• [Quoted passage]:
Maintenance Man said:


> Oh and don't let me forget the best part of eating pussy...
> 
> POPROCKS!!!!!


 POPROCKS? Never tried that before but it sounds like a good idea.


----------



## Itburnstopee (Jun 27, 2016)

Make her eat a lot of pine apple and drink like a glass or two of pineapple juice a day.


----------



## ECKSRATED (Jun 27, 2016)

GuerillaKilla said:


> Lay her flat on her back, put a pillow behind her tailbone to elevate her snizz, have her pull back her hood and expose her clit. Wrap a napkin around your neck, or a lobster bib, slide your hands under her and cup both buttcheeks, and start real slow and soft and work your way up to a decent speed. Know when to back off as well.
> 
> Or be a man and eat that pussy from the back and tongue punch that shitpipe while you're back there.
> 
> ...



I think you're my long lost brother. I'm the same way man. Loveeeeee 69in . Absolute favorite!!!! Love having all that sexiness right in my face. Nothing like it.


----------



## losieloos (Jun 27, 2016)

• [Exercise prompt]:
From the forum thread, pull out the passage that begins at the words "## ECKSRATED (Jun" and stops after the words "Nothing like it.". The listing that comes next is drawn from a separate source.

• [Provided data]:

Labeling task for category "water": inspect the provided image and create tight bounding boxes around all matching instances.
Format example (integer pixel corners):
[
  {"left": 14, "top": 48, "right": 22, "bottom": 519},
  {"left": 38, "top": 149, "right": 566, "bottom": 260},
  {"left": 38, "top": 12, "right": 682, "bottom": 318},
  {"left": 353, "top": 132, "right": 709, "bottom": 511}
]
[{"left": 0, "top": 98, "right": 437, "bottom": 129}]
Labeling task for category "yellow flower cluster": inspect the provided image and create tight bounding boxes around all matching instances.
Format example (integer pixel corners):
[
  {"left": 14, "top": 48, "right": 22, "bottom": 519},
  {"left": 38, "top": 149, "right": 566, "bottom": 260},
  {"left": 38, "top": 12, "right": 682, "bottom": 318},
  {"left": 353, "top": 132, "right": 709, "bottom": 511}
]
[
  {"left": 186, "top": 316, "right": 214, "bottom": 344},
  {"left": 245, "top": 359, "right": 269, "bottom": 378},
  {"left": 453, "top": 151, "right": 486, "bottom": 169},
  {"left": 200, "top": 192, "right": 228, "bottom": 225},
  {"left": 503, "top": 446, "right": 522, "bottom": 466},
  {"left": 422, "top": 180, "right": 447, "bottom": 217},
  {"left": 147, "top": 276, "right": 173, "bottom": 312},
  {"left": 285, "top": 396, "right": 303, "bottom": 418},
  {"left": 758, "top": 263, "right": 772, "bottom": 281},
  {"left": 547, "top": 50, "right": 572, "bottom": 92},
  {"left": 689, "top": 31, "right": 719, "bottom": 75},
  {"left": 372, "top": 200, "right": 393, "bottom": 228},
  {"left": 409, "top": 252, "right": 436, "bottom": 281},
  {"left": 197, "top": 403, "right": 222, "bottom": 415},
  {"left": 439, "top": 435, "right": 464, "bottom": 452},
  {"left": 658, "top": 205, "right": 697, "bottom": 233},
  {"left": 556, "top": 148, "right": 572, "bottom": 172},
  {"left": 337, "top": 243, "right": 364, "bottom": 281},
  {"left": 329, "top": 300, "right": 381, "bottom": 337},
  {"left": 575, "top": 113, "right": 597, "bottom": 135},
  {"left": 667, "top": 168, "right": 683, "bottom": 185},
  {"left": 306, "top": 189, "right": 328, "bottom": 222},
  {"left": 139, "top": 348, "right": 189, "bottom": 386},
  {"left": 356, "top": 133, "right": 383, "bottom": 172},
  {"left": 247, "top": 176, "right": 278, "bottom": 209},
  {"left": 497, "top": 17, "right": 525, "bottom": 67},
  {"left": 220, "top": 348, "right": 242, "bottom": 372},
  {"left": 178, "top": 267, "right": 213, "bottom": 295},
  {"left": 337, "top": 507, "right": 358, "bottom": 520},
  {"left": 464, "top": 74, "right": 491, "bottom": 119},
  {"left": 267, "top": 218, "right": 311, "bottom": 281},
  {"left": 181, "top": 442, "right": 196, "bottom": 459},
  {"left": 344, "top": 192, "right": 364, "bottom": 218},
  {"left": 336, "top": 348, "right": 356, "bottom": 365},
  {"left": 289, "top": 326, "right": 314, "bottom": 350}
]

• [Problem solution]:
## ECKSRATED (Jun 27, 2016)

GuerillaKilla said:


> Lay her flat on her back, put a pillow behind her tailbone to elevate her snizz, have her pull back her hood and expose her clit. Wrap a napkin around your neck, or a lobster bib, slide your hands under her and cup both buttcheeks, and start real slow and soft and work your way up to a decent speed. Know when to back off as well.
> 
> Or be a man and eat that pussy from the back and tongue punch that shitpipe while you're back there.
> 
> ...



I think you're my long lost brother. I'm the same way man. Loveeeeee 69in . Absolute favorite!!!! Love having all that sexiness right in my face. Nothing like it.